Objectif 1 – Recopiez intégralement l'article sur le baromètre de la perception des discriminations.

Texte fourni –
Publié le 27/03/2017

Le dixième baromètre de la perception des discriminations, réalisé par le Défenseur des droits et l’OIT, confirme un niveau très élevé des discriminations, sans nettes améliorations depuis 10 ans.

Pas de révélation. Mais une confirmation bien sombre de l’état des discriminations en France. C’est ce qu’il ressort de la présentation du 10e baromètre de la perception des discriminations, réalisé par le Défenseur des droits et le bureau de l’OIT, rendu public le 23 mars. L’étude s’est centrée sur 6 principaux critères de discriminations : l’âge, le sexe, la grossesse et la maternité, l’origine et la couleur de peau, les convictions religieuses et enfin le handicap et l’état de santé. Et elle repose à la fois sur des représentations que les personnes interviewées ont des discriminations, mais aussi de leur expérience propre des discriminations (*). De ce baromètre 2017, on retiendra principalement que le monde du travail reste le premier lieu concerné par les discriminations, loin devant l’école, l’université, la recherche d’un logement, ou les contrôles de police. « Un résultat qui se retrouve dans notre activité, puisque l’emploi est le premier domaine de saisine du défenseur des droits », a rappelé Jacques Toubon, le Défenseur des droits, lors de la présentation du baromètre. Elles représentent en effet 50,8% du volume total de réclamations adressées au Défenseur des droits (soit 5 203 réclamations qui portaient sur des discriminations à l’embauche ou dans la carrière en 2016, en hausse de 7,4% par rapport à 2015).

Données fournies –
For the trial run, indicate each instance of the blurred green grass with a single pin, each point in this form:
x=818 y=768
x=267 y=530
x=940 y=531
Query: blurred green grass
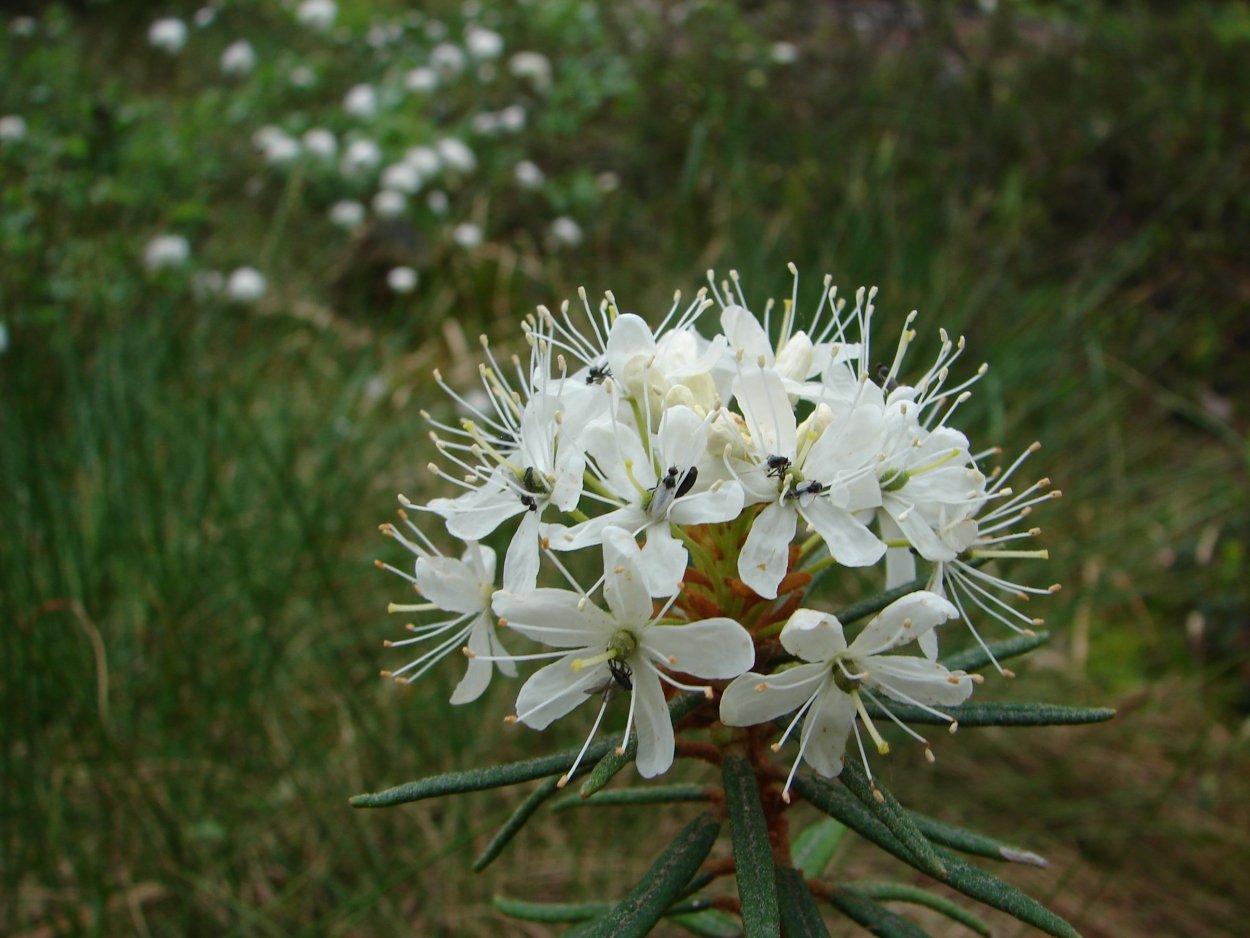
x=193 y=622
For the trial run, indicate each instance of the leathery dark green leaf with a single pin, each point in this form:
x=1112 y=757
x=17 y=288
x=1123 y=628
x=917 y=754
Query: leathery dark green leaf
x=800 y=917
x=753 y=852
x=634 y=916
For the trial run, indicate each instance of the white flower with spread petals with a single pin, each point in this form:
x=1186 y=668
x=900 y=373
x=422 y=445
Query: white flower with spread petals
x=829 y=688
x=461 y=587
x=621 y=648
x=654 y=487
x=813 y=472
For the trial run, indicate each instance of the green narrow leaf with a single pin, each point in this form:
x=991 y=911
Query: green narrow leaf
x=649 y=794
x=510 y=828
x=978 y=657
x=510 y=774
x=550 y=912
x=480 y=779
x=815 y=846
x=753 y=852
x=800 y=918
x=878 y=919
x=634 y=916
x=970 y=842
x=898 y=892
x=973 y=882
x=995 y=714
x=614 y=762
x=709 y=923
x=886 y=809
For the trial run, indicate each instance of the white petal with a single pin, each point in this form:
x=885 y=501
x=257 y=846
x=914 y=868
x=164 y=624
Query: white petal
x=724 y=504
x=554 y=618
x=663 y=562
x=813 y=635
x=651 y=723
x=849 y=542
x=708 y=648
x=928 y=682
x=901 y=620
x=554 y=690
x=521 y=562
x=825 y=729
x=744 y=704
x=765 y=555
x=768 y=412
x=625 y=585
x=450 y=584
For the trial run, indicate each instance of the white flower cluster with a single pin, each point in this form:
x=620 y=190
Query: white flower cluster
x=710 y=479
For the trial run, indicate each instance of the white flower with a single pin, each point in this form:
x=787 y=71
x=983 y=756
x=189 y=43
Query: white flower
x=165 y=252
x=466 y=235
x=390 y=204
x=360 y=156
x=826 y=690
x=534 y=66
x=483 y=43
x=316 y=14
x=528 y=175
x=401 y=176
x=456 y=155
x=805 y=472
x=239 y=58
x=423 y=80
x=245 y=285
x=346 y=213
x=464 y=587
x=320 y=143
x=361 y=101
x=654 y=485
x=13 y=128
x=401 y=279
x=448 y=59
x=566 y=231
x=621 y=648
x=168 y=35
---
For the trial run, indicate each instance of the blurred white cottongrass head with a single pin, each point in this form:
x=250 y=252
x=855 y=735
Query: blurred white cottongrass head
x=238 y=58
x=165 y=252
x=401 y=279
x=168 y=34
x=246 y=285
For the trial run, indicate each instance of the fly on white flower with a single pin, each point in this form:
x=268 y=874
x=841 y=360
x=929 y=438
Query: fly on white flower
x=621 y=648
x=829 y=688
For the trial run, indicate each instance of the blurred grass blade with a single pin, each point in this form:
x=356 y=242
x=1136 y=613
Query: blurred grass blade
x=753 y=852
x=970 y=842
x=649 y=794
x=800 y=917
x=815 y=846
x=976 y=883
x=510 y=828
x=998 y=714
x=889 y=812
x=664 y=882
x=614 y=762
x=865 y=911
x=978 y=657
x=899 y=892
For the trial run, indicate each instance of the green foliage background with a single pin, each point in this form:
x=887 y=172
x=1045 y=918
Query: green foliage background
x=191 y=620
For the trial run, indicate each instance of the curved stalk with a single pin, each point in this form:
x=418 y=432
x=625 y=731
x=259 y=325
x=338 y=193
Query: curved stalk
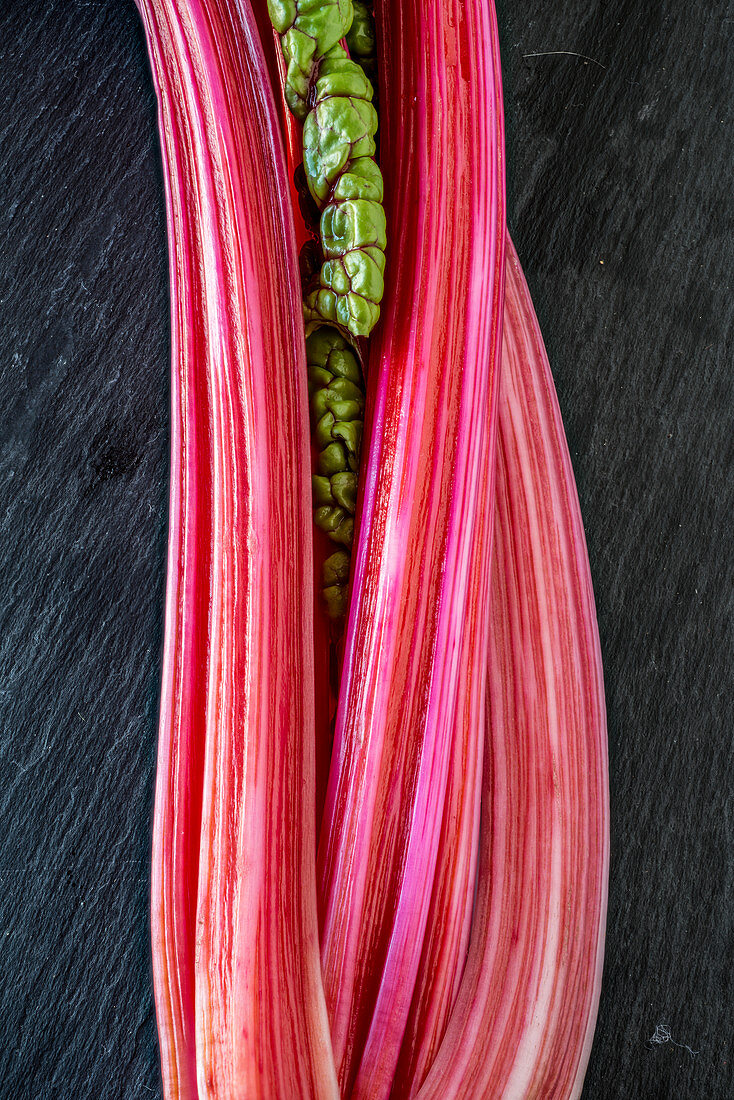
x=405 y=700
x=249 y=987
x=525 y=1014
* * *
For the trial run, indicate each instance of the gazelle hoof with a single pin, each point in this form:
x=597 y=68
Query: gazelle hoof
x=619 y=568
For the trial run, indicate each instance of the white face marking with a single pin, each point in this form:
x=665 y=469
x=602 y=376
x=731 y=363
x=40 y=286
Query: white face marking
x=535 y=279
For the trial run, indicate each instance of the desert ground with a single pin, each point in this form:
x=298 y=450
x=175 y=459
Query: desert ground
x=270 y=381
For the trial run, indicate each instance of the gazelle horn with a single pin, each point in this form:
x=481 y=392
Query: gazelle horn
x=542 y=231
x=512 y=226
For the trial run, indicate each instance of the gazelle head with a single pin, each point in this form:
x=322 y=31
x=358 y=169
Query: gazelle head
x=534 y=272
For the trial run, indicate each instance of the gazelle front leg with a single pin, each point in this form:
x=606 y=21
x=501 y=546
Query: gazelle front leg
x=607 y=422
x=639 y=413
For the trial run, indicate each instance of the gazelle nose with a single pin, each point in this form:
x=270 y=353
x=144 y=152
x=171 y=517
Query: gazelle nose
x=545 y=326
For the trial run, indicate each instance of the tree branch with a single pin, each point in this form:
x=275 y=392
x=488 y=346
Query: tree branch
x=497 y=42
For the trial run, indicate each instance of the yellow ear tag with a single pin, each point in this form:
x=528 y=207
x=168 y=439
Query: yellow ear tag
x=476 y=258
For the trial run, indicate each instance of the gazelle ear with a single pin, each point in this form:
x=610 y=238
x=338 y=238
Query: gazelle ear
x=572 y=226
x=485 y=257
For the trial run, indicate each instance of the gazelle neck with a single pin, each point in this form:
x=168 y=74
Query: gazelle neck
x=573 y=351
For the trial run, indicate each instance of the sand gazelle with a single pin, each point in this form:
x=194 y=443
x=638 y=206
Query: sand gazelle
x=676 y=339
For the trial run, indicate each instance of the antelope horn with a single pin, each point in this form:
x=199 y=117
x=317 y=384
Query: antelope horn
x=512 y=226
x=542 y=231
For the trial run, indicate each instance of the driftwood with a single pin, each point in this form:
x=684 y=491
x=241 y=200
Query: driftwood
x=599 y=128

Objectif 2 – Présentez en liste numérotée, sans les lignes vides, la partie du listing qui commence à la ligne contenant « For the trial run, indicate each instance of the gazelle nose » et s'achève à la ligne contenant « x=545 y=326 », ces deux lignes comprises.

Réponse finale 1 –
Publié le 27/03/2017

Le dixième baromètre de la perception des discriminations, réalisé par le Défenseur des droits et l’OIT, confirme un niveau très élevé des discriminations, sans nettes améliorations depuis 10 ans.

Pas de révélation. Mais une confirmation bien sombre de l’état des discriminations en France. C’est ce qu’il ressort de la présentation du 10e baromètre de la perception des discriminations, réalisé par le Défenseur des droits et le bureau de l’OIT, rendu public le 23 mars. L’étude s’est centrée sur 6 principaux critères de discriminations : l’âge, le sexe, la grossesse et la maternité, l’origine et la couleur de peau, les convictions religieuses et enfin le handicap et l’état de santé. Et elle repose à la fois sur des représentations que les personnes interviewées ont des discriminations, mais aussi de leur expérience propre des discriminations (*). De ce baromètre 2017, on retiendra principalement que le monde du travail reste le premier lieu concerné par les discriminations, loin devant l’école, l’université, la recherche d’un logement, ou les contrôles de police. « Un résultat qui se retrouve dans notre activité, puisque l’emploi est le premier domaine de saisine du défenseur des droits », a rappelé Jacques Toubon, le Défenseur des droits, lors de la présentation du baromètre. Elles représentent en effet 50,8% du volume total de réclamations adressées au Défenseur des droits (soit 5 203 réclamations qui portaient sur des discriminations à l’embauche ou dans la carrière en 2016, en hausse de 7,4% par rapport à 2015).

Réponse finale 2 –
1. For the trial run, indicate each instance of the gazelle nose with a single pin, each point in this form:
2. x=270 y=353
3. x=144 y=152
4. x=171 y=517
5. Query: gazelle nose
6. x=545 y=326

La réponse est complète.